Region pointing data:
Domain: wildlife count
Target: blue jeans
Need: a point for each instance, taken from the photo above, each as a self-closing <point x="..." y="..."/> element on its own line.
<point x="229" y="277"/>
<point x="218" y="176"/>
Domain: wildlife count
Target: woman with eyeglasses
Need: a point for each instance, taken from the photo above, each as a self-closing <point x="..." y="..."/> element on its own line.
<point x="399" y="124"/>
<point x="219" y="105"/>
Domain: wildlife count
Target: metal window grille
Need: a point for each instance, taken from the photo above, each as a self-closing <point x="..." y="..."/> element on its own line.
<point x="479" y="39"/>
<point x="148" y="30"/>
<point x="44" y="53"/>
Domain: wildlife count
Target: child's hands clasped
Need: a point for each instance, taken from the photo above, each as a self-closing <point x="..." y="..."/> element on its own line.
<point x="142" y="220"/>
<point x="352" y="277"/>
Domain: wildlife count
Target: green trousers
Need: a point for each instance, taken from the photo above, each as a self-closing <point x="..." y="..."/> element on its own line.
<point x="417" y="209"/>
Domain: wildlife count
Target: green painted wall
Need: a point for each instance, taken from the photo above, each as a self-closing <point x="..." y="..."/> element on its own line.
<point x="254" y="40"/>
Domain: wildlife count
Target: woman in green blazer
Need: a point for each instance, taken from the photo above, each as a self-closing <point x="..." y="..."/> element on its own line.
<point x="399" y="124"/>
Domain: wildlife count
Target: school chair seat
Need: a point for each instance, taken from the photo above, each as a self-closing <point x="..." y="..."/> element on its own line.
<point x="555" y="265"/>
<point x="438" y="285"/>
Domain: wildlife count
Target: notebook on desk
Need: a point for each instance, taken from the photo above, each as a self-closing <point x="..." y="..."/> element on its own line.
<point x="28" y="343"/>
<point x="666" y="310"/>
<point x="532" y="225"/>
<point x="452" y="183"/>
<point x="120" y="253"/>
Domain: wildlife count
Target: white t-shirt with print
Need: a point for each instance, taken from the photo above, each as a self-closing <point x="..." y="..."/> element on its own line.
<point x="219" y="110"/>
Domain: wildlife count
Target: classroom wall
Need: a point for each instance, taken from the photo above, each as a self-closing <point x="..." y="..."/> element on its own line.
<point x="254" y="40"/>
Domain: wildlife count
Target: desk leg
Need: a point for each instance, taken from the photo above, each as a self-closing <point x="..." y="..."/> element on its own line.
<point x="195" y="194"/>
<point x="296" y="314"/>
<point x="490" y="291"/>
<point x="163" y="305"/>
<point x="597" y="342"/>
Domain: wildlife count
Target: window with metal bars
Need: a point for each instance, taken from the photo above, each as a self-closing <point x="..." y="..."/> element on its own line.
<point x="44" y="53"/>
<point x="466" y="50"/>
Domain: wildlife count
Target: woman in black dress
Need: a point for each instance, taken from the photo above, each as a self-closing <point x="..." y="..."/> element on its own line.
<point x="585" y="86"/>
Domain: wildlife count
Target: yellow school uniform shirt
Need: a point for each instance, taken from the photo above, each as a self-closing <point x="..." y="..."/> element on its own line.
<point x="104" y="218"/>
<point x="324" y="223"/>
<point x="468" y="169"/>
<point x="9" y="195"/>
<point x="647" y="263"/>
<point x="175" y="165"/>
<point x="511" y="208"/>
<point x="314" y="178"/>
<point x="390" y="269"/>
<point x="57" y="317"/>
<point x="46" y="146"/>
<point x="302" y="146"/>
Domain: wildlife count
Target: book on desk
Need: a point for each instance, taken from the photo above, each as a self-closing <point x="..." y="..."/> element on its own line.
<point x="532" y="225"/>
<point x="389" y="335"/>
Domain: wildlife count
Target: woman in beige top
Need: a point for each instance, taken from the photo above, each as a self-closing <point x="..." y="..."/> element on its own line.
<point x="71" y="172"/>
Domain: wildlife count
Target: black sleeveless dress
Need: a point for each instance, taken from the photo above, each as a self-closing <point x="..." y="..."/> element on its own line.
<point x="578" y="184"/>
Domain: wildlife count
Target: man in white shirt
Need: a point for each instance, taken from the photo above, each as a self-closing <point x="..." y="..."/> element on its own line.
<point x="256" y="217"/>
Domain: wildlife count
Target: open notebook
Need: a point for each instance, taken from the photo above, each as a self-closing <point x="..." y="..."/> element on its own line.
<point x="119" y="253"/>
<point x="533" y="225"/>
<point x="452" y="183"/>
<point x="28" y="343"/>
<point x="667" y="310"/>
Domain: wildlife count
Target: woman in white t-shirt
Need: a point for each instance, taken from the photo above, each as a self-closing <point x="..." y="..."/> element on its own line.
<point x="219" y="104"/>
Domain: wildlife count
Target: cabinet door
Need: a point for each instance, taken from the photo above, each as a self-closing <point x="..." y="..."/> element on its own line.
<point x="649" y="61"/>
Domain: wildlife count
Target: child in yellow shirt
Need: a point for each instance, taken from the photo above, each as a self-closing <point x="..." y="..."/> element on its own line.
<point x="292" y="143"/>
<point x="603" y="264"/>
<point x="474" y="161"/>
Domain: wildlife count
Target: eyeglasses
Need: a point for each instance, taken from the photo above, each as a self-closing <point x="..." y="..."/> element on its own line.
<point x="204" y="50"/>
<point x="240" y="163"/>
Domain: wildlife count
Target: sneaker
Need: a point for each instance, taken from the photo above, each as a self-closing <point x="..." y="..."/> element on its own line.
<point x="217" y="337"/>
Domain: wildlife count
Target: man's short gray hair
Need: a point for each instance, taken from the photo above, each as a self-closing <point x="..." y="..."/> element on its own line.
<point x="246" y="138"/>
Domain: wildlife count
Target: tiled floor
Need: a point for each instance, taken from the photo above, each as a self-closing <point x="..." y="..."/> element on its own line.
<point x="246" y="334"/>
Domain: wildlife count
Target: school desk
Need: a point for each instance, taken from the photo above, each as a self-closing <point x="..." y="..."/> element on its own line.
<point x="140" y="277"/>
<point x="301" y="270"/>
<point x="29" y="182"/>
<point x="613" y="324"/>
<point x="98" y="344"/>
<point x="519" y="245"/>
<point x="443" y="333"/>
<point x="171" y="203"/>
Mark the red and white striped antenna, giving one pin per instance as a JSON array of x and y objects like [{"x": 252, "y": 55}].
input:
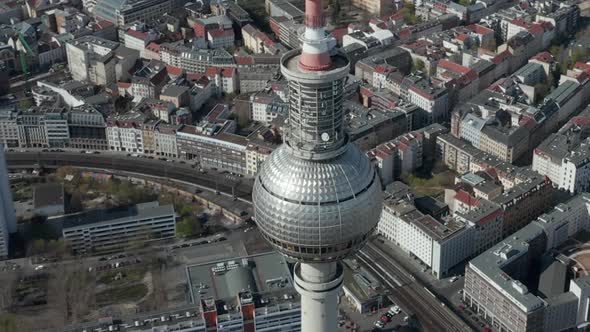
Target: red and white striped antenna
[{"x": 315, "y": 55}]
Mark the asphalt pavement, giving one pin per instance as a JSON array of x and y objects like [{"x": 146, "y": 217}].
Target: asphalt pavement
[
  {"x": 410, "y": 294},
  {"x": 179, "y": 170}
]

**What the task requires**
Give the number of lines in the data that contain the string "metal", and nothing else.

**Answer section**
2